* _Problem details_
Reproduce the material below line for line, without any change, and omit the pictures from your answer.

* _Entries from an annotation dataset_
*-*-*

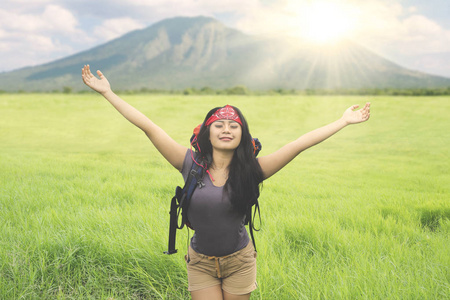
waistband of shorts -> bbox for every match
[189,241,253,259]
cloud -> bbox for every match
[0,0,450,76]
[94,18,145,41]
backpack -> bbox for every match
[164,124,262,255]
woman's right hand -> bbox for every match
[81,65,111,94]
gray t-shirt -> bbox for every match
[181,150,249,256]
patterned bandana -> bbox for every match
[205,104,242,126]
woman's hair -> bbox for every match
[197,106,263,213]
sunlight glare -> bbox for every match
[303,2,354,43]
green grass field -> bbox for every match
[0,94,450,299]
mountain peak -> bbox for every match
[0,16,450,91]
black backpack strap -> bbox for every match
[164,158,205,254]
[246,199,261,252]
[164,186,182,254]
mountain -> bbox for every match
[0,17,450,91]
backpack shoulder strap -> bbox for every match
[164,155,205,254]
[245,199,261,252]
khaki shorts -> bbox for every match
[185,242,257,295]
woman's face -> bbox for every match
[209,120,242,150]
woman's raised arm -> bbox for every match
[81,65,187,171]
[258,103,370,179]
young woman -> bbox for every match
[82,65,370,300]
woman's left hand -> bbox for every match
[342,102,370,124]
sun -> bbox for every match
[301,1,355,43]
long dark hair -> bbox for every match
[198,106,263,213]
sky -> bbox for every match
[0,0,450,77]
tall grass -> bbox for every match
[0,94,450,299]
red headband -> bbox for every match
[205,105,242,126]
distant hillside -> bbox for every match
[0,17,450,91]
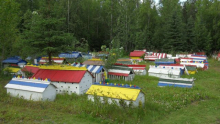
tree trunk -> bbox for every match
[48,52,52,65]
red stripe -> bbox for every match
[32,69,86,83]
[108,72,129,77]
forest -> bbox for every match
[0,0,220,60]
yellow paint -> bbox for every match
[86,85,140,101]
[4,67,21,73]
[130,57,140,59]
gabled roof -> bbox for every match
[108,66,134,77]
[115,63,146,70]
[130,51,145,57]
[116,61,132,64]
[39,57,65,64]
[83,59,104,65]
[155,58,175,63]
[5,78,50,93]
[22,65,39,74]
[86,85,141,101]
[2,56,27,64]
[32,69,87,83]
[59,52,82,59]
[158,78,194,88]
[82,54,92,59]
[4,67,21,73]
[73,63,103,73]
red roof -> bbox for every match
[22,65,39,74]
[130,51,145,57]
[32,69,86,83]
[39,57,65,64]
[115,63,146,70]
[108,72,129,77]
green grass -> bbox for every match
[0,60,220,124]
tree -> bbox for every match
[0,0,20,59]
[24,0,73,64]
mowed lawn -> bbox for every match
[0,59,220,124]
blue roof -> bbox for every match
[59,52,82,58]
[2,56,27,64]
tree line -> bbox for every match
[0,0,220,59]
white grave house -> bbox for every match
[32,66,93,94]
[158,78,194,88]
[86,83,145,107]
[72,63,105,82]
[148,65,181,78]
[5,77,56,101]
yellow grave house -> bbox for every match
[86,82,145,107]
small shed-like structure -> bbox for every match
[82,53,92,60]
[32,66,93,94]
[82,59,105,65]
[116,58,134,65]
[22,65,39,77]
[148,65,180,78]
[108,66,135,81]
[185,65,197,74]
[115,63,147,75]
[144,52,167,61]
[86,83,145,107]
[180,58,207,68]
[5,77,56,101]
[2,56,27,67]
[3,67,22,76]
[58,51,82,59]
[72,63,105,82]
[39,57,66,65]
[129,51,145,59]
[158,77,194,88]
[159,64,185,75]
[155,58,176,65]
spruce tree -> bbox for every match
[22,0,73,64]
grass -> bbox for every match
[0,59,220,124]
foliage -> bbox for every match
[20,0,73,64]
[0,59,220,123]
[0,0,20,60]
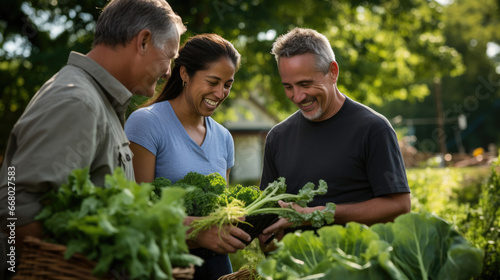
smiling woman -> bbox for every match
[125,34,245,279]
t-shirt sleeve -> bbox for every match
[125,108,161,156]
[226,131,234,169]
[366,127,410,196]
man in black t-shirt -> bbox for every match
[259,28,411,249]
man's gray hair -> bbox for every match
[271,27,335,73]
[94,0,186,48]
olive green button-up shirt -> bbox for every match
[0,52,134,229]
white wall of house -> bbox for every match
[223,98,278,183]
[231,134,264,181]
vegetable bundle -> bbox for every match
[37,168,202,279]
[153,172,335,241]
[257,213,483,280]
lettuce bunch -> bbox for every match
[257,213,483,280]
[37,168,203,279]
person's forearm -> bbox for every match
[334,194,411,226]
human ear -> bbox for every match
[136,29,153,55]
[328,61,339,84]
[179,65,189,83]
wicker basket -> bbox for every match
[218,269,257,280]
[12,236,194,280]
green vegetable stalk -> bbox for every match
[189,178,335,239]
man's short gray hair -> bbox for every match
[271,27,335,73]
[94,0,186,48]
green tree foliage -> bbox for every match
[0,0,464,155]
[379,0,500,152]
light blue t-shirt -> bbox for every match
[125,101,234,183]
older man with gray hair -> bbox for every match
[0,0,186,278]
[260,28,410,248]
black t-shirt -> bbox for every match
[260,97,410,206]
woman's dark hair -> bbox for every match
[145,34,241,106]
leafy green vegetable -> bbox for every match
[257,213,483,280]
[37,168,202,279]
[189,178,335,238]
[152,172,227,217]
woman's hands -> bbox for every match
[184,217,251,254]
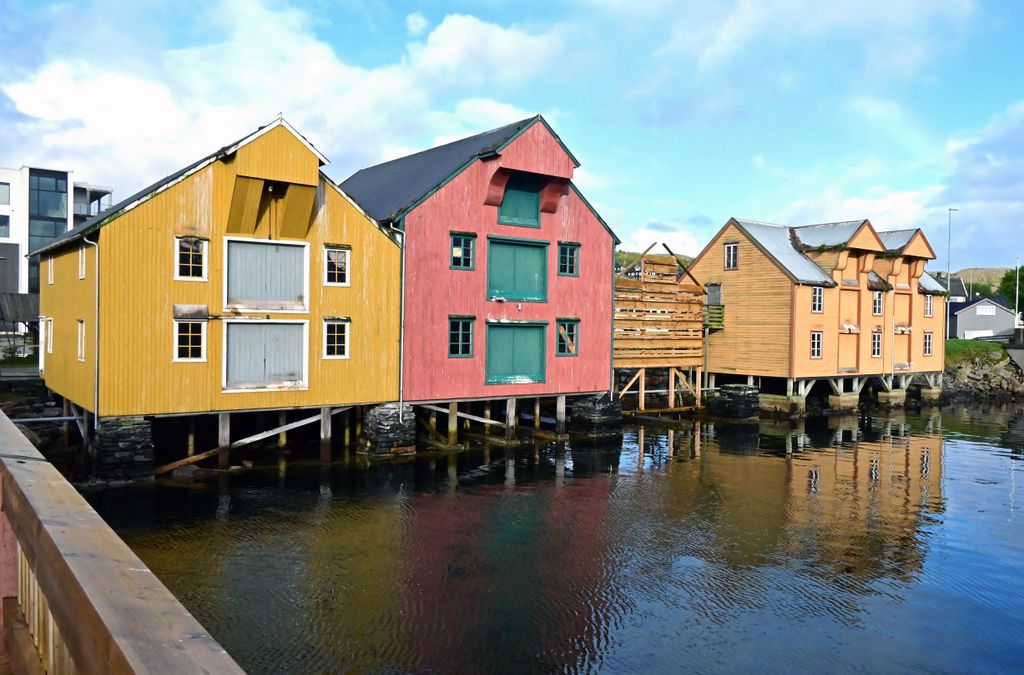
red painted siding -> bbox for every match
[402,124,613,402]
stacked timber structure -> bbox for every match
[690,218,945,411]
[34,119,401,477]
[341,116,617,445]
[613,247,706,412]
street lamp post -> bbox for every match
[946,208,959,340]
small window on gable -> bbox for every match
[324,320,352,358]
[449,317,474,358]
[498,173,543,227]
[558,242,580,277]
[174,237,210,282]
[451,233,476,269]
[725,244,739,269]
[324,244,352,286]
[172,321,206,361]
[555,319,580,356]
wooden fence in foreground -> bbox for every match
[0,413,242,674]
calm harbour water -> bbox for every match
[90,407,1024,673]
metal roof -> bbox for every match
[341,115,541,220]
[734,218,836,286]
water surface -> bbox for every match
[92,407,1024,673]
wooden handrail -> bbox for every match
[0,413,243,674]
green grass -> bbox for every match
[946,340,1007,367]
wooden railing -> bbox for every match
[0,413,242,673]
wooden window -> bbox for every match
[450,233,476,269]
[324,320,351,358]
[172,321,206,361]
[725,244,739,269]
[555,319,580,356]
[449,317,474,358]
[174,237,209,282]
[78,319,85,362]
[498,174,542,227]
[324,245,351,286]
[487,237,548,302]
[811,331,821,358]
[558,242,580,277]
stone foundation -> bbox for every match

*-*-*

* _Problem solution_
waistband of shorts -> bbox for every match
[189,241,253,259]
cloud -> bbox for every match
[0,0,450,76]
[94,18,145,41]
backpack -> bbox for every match
[164,124,262,255]
woman's right hand -> bbox for every match
[81,65,111,94]
gray t-shirt -> bbox for every match
[181,150,249,256]
patterned bandana -> bbox for every match
[205,104,242,126]
woman's hair -> bbox for every match
[197,106,263,213]
sunlight glare -> bbox for every match
[303,2,354,43]
green grass field -> bbox for every match
[0,94,450,299]
mountain peak -> bbox for every match
[0,16,450,91]
black backpack strap -> bbox for every match
[164,158,205,254]
[246,199,261,252]
[164,186,182,254]
mountain -> bbox for every match
[0,17,450,91]
backpack shoulder strap -> bbox for every match
[164,155,205,254]
[245,199,261,252]
khaki shorts -> bbox for every match
[185,242,257,295]
woman's face -> bbox for every match
[209,120,242,150]
woman's raised arm -> bbox for every match
[81,65,187,171]
[258,103,370,179]
young woman -> bbox for every match
[82,65,370,300]
woman's left hand -> bbox for every match
[342,102,370,124]
sun -> bbox for every match
[301,1,355,43]
long dark hair -> bbox for every match
[198,106,263,213]
sky -> bbox for every match
[0,0,450,77]
tall grass -> bbox for every match
[0,94,450,299]
red headband -> bbox for every match
[205,105,242,126]
distant hillside -> bbox for every match
[0,17,450,91]
tree trunk -> bbox for every match
[48,52,52,65]
red stripe -> bbox for every match
[32,69,86,83]
[108,72,129,77]
forest -> bbox for every match
[0,0,220,60]
yellow paint -> bbox for every match
[86,85,140,101]
[4,67,21,73]
[130,57,140,59]
gabled roof -> bbox for every match
[108,66,134,77]
[115,63,146,70]
[130,51,145,57]
[116,61,132,64]
[39,57,65,64]
[83,59,104,65]
[155,58,175,63]
[5,78,50,93]
[22,65,39,74]
[86,85,141,101]
[2,56,27,64]
[32,69,87,83]
[59,52,82,59]
[158,78,194,88]
[82,54,92,59]
[4,67,21,73]
[73,63,103,73]
red roof -> bbox for every match
[22,65,39,74]
[130,51,145,57]
[32,69,86,83]
[39,57,65,64]
[115,63,146,70]
[108,72,129,77]
green grass -> bbox for every match
[0,60,220,124]
tree -> bbox for every match
[0,0,20,59]
[24,0,73,64]
mowed lawn -> bbox for every match
[0,59,220,124]
blue roof -> bbox for every match
[59,52,82,58]
[2,56,27,64]
tree line -> bbox for every match
[0,0,220,59]
white grave house -> bbox for every match
[32,66,93,94]
[158,78,194,88]
[86,83,145,107]
[72,63,105,82]
[148,65,181,78]
[5,77,56,101]
yellow grave house -> bbox for every match
[86,82,145,107]
small shed-like structure -> bbox for every match
[82,53,92,60]
[32,66,93,94]
[82,59,105,65]
[116,58,134,65]
[22,65,39,77]
[148,65,180,78]
[108,66,135,81]
[185,65,197,74]
[115,63,147,75]
[144,52,167,61]
[86,83,145,107]
[180,58,207,68]
[5,77,56,101]
[2,56,27,67]
[3,67,22,76]
[58,51,82,59]
[72,63,105,82]
[39,57,66,65]
[129,51,145,59]
[158,77,194,88]
[159,64,185,75]
[155,58,176,65]
spruce tree -> bbox for every match
[22,0,73,64]
grass -> bbox for every match
[0,59,220,124]
foliage -> bbox for every match
[20,0,73,64]
[0,59,220,123]
[0,0,20,60]
smiling woman -> bbox for every match
[125,34,245,279]
t-shirt sleeve -> bbox for every match
[125,108,161,156]
[226,131,234,169]
[366,127,410,196]
man in black t-shirt -> bbox for every match
[259,28,411,249]
man's gray hair -> bbox for every match
[271,27,335,73]
[94,0,186,48]
olive green button-up shirt -> bbox for every match
[0,52,134,229]
white wall of house -> bbox for every match
[223,98,278,183]
[231,134,264,181]
vegetable bundle -> bbox for every match
[37,168,202,279]
[153,172,335,241]
[257,213,483,280]
lettuce bunch -> bbox for every match
[257,213,483,280]
[37,168,203,279]
person's forearm -> bbox for every match
[334,194,411,226]
human ear -> bbox for every match
[136,29,153,55]
[328,61,339,84]
[179,65,189,83]
wicker basket -> bbox for every match
[218,269,257,280]
[12,236,194,280]
green vegetable stalk -> bbox for every match
[189,178,335,239]
man's short gray hair -> bbox for every match
[271,27,335,73]
[94,0,186,48]
green tree foliage -> bbox for every match
[0,0,464,155]
[379,0,500,152]
light blue t-shirt -> bbox for every match
[125,101,234,183]
older man with gray hair -> bbox for every match
[0,0,186,278]
[260,28,410,248]
black t-shirt -> bbox for every match
[260,97,410,206]
woman's dark hair -> bbox for every match
[145,34,241,106]
leafy green vegetable -> bbox for every match
[257,213,483,280]
[37,168,202,279]
[189,178,335,238]
[152,172,227,217]
woman's hands -> bbox for every match
[184,217,251,254]
red painted siding -> bbox for every match
[402,124,613,402]
stacked timber structure -> bbox for every match
[690,218,945,411]
[34,119,401,477]
[341,116,617,445]
[613,247,706,412]
street lamp post -> bbox for every match
[946,208,959,340]
small window on gable -> bbox for every match
[324,320,352,358]
[449,317,474,358]
[498,173,543,227]
[558,242,580,277]
[174,237,210,282]
[451,233,476,269]
[725,244,739,269]
[324,244,352,286]
[172,321,206,361]
[555,319,580,356]
wooden fence in foreground -> bbox for every match
[0,413,242,674]
calm harbour water -> bbox for every match
[90,407,1024,673]
metal roof -> bbox for every match
[341,115,541,220]
[734,218,836,286]
water surface -> bbox for every match
[92,407,1024,673]
wooden handrail -> bbox for every match
[0,413,243,674]
green grass -> bbox for every match
[946,340,1007,367]
wooden railing -> bbox for every match
[0,413,242,673]
wooden window -> bbox for every match
[450,233,476,269]
[324,320,351,358]
[172,321,206,361]
[725,244,739,269]
[555,319,580,356]
[449,317,474,358]
[174,237,209,282]
[78,319,85,362]
[498,174,542,227]
[324,245,351,286]
[487,237,548,302]
[811,331,821,358]
[558,242,580,277]
stone foundation -> bbox for every match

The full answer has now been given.